(Data items)
§ §

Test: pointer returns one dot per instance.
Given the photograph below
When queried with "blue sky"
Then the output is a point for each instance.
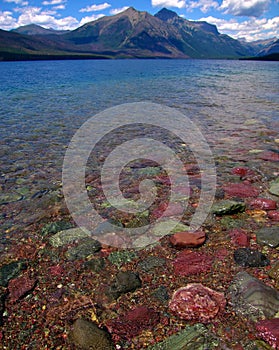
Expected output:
(249, 19)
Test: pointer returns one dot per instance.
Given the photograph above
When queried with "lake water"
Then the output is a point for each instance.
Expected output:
(42, 104)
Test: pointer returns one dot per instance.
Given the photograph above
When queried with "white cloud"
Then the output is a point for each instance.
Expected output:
(169, 3)
(94, 8)
(7, 21)
(204, 5)
(88, 19)
(118, 10)
(251, 30)
(249, 8)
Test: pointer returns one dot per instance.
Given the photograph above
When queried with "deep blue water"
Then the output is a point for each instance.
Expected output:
(42, 104)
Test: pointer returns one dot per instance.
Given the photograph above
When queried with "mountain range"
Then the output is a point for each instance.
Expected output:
(130, 34)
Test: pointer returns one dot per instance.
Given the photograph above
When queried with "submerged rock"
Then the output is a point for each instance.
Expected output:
(253, 299)
(197, 302)
(250, 258)
(89, 336)
(225, 207)
(268, 236)
(269, 331)
(190, 263)
(134, 322)
(125, 282)
(194, 337)
(68, 236)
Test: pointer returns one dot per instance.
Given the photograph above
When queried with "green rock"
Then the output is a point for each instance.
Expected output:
(11, 270)
(194, 337)
(86, 248)
(274, 187)
(168, 226)
(225, 207)
(68, 236)
(121, 257)
(268, 236)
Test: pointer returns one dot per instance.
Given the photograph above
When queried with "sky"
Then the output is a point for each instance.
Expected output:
(241, 19)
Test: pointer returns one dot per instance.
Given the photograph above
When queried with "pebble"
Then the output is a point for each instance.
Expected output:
(68, 236)
(252, 298)
(192, 263)
(197, 302)
(87, 247)
(225, 207)
(247, 257)
(187, 239)
(269, 331)
(263, 203)
(196, 337)
(89, 336)
(11, 270)
(125, 282)
(268, 236)
(135, 321)
(241, 190)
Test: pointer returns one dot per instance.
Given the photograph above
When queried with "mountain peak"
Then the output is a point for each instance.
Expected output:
(166, 14)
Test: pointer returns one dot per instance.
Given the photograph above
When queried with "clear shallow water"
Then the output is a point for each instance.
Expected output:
(42, 104)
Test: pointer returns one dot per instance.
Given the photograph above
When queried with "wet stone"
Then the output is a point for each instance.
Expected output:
(125, 282)
(89, 336)
(68, 236)
(268, 236)
(226, 207)
(247, 257)
(86, 248)
(252, 298)
(11, 270)
(150, 263)
(194, 337)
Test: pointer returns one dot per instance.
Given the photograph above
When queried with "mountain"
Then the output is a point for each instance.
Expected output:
(34, 29)
(130, 34)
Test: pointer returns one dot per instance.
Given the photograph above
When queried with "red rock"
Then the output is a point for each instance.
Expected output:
(190, 263)
(187, 239)
(273, 215)
(241, 190)
(263, 203)
(269, 331)
(197, 302)
(239, 237)
(269, 155)
(134, 322)
(20, 286)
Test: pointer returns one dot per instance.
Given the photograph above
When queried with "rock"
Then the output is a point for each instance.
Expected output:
(89, 336)
(274, 187)
(68, 236)
(195, 337)
(125, 282)
(11, 270)
(251, 298)
(86, 248)
(269, 331)
(21, 286)
(197, 302)
(227, 207)
(241, 190)
(191, 263)
(54, 227)
(150, 263)
(239, 237)
(263, 203)
(273, 215)
(250, 258)
(134, 322)
(268, 236)
(187, 239)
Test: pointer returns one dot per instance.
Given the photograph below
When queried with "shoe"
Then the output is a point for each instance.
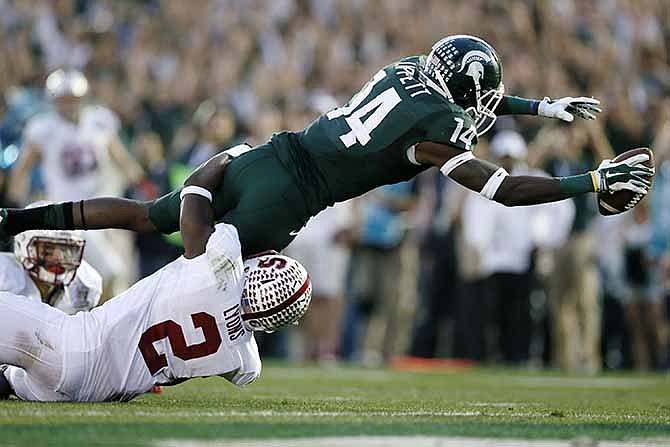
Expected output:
(5, 387)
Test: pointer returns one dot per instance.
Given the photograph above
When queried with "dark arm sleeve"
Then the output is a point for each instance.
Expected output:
(515, 105)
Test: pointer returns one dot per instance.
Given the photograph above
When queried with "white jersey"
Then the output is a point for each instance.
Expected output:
(74, 155)
(82, 294)
(183, 321)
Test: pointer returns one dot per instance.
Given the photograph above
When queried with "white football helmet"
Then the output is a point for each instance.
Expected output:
(276, 294)
(50, 256)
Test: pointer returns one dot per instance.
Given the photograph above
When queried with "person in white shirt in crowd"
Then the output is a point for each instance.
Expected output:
(504, 240)
(77, 147)
(321, 248)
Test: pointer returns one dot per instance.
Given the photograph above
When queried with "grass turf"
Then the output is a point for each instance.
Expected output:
(294, 401)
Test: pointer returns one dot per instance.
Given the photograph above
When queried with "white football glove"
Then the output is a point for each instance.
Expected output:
(628, 175)
(567, 108)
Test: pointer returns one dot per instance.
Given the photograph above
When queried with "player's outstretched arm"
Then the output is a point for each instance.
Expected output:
(196, 219)
(564, 108)
(496, 184)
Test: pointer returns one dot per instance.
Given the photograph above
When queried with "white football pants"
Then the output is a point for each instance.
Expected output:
(31, 339)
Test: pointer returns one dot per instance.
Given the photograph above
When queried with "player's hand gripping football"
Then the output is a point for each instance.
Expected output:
(209, 174)
(629, 175)
(567, 108)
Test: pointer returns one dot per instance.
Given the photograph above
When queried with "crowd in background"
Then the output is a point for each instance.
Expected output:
(422, 268)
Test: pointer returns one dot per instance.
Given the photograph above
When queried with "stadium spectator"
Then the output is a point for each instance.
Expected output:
(321, 248)
(383, 277)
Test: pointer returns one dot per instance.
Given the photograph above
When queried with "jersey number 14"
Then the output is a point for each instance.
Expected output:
(362, 120)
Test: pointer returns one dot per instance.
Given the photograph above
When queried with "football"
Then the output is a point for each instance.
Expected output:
(610, 204)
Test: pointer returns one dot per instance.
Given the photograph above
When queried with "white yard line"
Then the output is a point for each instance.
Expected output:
(402, 441)
(585, 382)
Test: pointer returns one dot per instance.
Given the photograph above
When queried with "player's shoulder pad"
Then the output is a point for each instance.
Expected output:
(100, 116)
(13, 276)
(89, 276)
(449, 124)
(224, 241)
(40, 126)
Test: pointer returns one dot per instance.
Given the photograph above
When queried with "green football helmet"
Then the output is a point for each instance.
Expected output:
(467, 71)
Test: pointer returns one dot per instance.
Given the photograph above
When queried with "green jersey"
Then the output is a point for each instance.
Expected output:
(369, 141)
(269, 192)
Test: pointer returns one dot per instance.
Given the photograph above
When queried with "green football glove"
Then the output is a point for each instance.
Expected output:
(567, 108)
(628, 175)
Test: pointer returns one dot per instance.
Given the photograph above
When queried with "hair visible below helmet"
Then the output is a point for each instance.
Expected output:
(277, 292)
(66, 83)
(467, 71)
(50, 256)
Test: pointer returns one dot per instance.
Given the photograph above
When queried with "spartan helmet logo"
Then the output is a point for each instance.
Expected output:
(473, 60)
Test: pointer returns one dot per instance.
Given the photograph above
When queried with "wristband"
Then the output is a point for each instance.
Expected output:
(197, 190)
(493, 183)
(595, 177)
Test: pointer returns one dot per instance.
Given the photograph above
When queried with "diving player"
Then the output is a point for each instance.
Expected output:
(417, 113)
(192, 318)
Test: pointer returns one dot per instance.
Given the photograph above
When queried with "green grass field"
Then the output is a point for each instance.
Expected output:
(306, 401)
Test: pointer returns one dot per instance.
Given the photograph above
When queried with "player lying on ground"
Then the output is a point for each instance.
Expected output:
(418, 113)
(192, 318)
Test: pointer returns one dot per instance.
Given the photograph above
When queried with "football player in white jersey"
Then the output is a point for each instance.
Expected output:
(47, 266)
(192, 318)
(73, 143)
(77, 148)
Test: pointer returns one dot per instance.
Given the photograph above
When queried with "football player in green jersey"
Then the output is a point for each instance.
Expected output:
(417, 113)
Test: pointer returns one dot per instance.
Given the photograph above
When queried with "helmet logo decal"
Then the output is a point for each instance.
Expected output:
(474, 56)
(475, 70)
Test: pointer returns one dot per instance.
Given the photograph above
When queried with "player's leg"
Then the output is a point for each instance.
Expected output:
(5, 387)
(83, 215)
(31, 338)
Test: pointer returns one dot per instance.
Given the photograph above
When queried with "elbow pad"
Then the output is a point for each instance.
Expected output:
(493, 183)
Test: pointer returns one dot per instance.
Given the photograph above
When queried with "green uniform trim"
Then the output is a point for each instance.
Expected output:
(515, 105)
(576, 184)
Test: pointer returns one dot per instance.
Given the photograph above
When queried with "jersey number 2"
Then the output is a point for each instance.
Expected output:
(376, 110)
(175, 334)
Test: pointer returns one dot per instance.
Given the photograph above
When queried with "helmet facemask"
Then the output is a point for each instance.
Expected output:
(50, 258)
(276, 294)
(483, 112)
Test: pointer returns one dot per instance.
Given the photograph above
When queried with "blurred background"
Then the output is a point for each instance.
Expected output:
(417, 270)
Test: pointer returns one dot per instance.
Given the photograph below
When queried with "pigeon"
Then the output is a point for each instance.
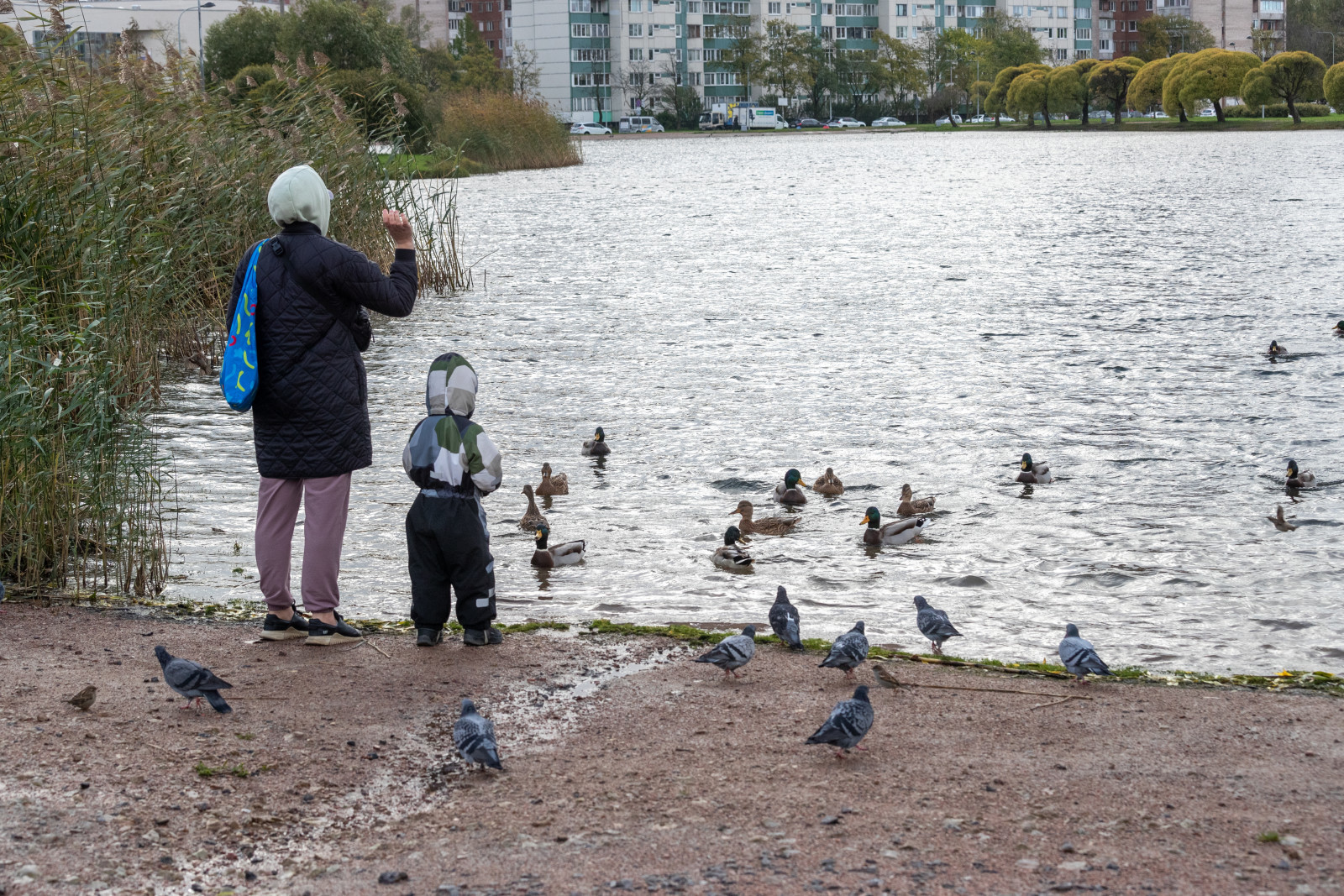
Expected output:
(848, 652)
(934, 624)
(84, 699)
(192, 680)
(1079, 656)
(732, 652)
(474, 736)
(847, 723)
(784, 620)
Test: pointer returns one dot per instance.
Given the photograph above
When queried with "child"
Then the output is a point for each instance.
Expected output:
(454, 464)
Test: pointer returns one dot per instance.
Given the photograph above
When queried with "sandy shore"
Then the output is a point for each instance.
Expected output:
(632, 768)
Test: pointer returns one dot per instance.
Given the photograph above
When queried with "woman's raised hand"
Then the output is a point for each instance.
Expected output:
(400, 228)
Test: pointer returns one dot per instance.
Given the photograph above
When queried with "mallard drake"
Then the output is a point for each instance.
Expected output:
(769, 526)
(597, 445)
(1034, 473)
(561, 555)
(828, 484)
(911, 506)
(1300, 479)
(730, 557)
(897, 532)
(790, 490)
(533, 519)
(1280, 523)
(557, 484)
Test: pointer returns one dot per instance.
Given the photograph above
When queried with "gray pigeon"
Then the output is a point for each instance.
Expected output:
(847, 725)
(732, 652)
(192, 680)
(474, 735)
(784, 620)
(1079, 656)
(847, 652)
(934, 624)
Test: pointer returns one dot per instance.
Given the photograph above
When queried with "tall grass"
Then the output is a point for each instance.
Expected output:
(506, 132)
(129, 195)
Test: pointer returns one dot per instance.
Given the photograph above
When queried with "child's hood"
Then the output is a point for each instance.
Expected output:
(452, 385)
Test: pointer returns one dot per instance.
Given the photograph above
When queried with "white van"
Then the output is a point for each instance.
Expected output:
(640, 125)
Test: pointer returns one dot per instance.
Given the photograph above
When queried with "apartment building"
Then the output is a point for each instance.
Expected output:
(600, 60)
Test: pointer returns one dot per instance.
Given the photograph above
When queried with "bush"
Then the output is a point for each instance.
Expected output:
(1277, 110)
(504, 132)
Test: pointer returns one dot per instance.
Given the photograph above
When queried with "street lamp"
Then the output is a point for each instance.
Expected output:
(201, 42)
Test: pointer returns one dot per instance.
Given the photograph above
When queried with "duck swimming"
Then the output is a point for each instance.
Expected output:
(898, 532)
(790, 490)
(533, 519)
(769, 526)
(730, 557)
(1299, 479)
(911, 506)
(597, 445)
(828, 484)
(561, 555)
(557, 484)
(1034, 473)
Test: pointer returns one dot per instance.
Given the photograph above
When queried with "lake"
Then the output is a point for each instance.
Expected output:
(905, 308)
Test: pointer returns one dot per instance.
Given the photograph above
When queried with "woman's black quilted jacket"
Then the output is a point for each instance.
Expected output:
(311, 414)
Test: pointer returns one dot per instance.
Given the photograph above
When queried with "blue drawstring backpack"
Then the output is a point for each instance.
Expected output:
(239, 372)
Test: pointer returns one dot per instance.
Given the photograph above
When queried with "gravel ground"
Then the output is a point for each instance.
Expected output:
(632, 768)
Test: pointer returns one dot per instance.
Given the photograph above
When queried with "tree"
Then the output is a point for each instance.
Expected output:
(1334, 85)
(1213, 74)
(1068, 87)
(1109, 82)
(1146, 90)
(1289, 76)
(1162, 36)
(1173, 103)
(246, 38)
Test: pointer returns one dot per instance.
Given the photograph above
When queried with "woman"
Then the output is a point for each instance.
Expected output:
(311, 412)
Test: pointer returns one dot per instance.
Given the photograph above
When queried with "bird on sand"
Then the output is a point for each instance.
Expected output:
(784, 620)
(1079, 658)
(474, 735)
(934, 624)
(192, 680)
(732, 652)
(847, 725)
(1280, 523)
(847, 652)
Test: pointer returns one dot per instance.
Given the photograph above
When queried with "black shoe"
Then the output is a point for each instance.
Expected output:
(481, 637)
(322, 633)
(277, 629)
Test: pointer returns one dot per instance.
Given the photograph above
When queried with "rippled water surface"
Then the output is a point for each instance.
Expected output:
(905, 308)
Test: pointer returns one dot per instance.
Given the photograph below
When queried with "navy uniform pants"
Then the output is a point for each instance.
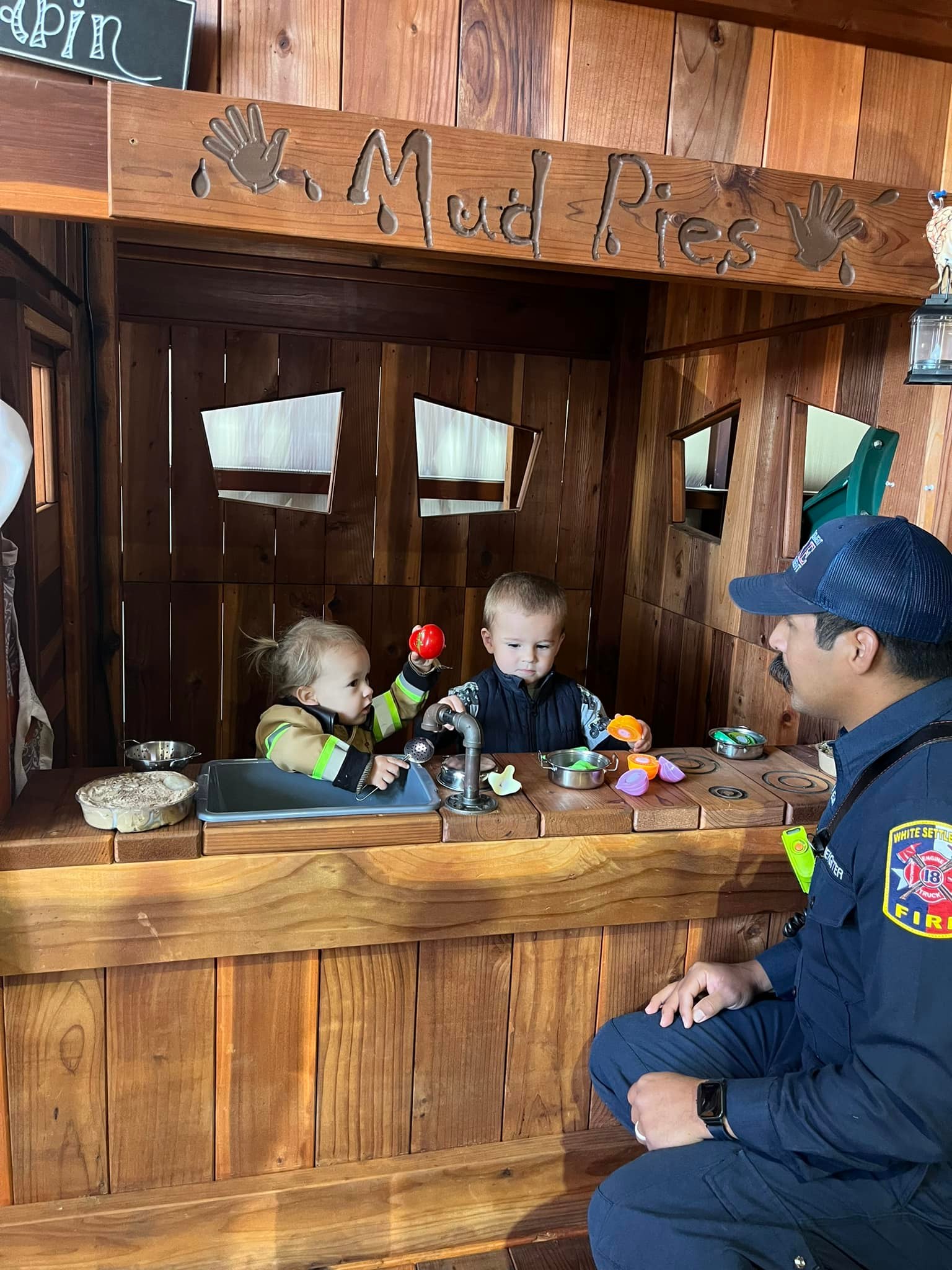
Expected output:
(715, 1206)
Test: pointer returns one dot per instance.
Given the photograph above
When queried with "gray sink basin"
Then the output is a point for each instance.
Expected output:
(254, 789)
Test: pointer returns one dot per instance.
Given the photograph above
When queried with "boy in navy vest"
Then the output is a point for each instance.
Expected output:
(522, 704)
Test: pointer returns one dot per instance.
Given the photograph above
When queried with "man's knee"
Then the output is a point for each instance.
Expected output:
(633, 1217)
(616, 1059)
(658, 1213)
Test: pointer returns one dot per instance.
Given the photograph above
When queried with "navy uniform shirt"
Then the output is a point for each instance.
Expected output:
(873, 970)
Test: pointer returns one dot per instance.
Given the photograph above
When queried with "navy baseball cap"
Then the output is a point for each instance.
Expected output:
(875, 571)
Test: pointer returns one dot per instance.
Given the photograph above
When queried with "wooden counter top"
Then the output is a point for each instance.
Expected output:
(46, 828)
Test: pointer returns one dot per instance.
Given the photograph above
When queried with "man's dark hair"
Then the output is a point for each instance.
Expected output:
(924, 664)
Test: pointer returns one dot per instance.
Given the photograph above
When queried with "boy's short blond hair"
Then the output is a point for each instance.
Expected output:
(524, 593)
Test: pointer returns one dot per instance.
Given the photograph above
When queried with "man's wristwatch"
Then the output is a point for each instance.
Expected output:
(712, 1108)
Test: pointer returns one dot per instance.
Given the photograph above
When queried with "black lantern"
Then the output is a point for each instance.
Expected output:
(931, 342)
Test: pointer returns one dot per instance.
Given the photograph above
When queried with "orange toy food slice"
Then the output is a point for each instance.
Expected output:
(625, 728)
(646, 763)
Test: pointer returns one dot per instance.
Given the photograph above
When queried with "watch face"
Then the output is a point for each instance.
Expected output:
(710, 1100)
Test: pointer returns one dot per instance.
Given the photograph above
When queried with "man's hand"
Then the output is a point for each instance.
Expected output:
(728, 987)
(664, 1110)
(385, 770)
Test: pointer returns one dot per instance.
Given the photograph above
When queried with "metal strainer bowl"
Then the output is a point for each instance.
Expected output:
(161, 756)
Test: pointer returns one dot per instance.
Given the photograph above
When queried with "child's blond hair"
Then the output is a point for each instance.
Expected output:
(296, 658)
(524, 593)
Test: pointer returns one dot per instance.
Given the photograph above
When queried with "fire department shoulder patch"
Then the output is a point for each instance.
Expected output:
(918, 893)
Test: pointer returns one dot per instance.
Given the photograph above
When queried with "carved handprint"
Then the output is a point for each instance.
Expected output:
(245, 149)
(821, 233)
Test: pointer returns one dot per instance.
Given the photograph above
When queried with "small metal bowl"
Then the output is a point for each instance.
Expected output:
(559, 765)
(753, 750)
(452, 771)
(161, 756)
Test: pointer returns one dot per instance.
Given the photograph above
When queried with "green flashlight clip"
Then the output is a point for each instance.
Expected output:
(800, 854)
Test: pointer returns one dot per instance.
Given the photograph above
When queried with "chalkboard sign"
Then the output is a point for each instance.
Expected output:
(135, 41)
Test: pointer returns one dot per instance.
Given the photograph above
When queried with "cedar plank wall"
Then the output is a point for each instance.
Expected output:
(372, 563)
(630, 76)
(615, 74)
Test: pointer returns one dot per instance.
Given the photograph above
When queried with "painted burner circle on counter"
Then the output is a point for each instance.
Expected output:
(695, 763)
(728, 791)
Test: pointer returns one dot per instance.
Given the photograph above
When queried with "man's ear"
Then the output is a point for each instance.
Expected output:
(865, 646)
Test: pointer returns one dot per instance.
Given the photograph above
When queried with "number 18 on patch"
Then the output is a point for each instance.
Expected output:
(800, 854)
(918, 893)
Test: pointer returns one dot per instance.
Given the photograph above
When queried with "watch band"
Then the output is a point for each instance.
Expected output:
(712, 1108)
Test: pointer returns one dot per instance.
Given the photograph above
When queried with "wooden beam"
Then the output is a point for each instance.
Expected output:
(579, 207)
(56, 141)
(922, 29)
(324, 175)
(381, 1212)
(234, 906)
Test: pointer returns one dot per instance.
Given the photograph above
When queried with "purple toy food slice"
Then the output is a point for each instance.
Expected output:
(668, 771)
(632, 783)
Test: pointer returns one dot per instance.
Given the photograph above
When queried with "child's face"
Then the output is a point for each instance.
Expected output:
(524, 644)
(343, 686)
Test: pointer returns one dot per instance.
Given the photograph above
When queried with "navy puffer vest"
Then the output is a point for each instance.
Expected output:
(516, 723)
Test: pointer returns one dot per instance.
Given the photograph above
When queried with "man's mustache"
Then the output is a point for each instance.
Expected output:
(780, 672)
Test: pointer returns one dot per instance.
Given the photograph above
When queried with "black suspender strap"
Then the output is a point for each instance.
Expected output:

§ §

● Your goal: From the lines above, extract each one that contains the string "background", and copy those lines in full. Matches must have the same letter case.

● Result:
When queried with "crowd in background"
When queried with "blurred background"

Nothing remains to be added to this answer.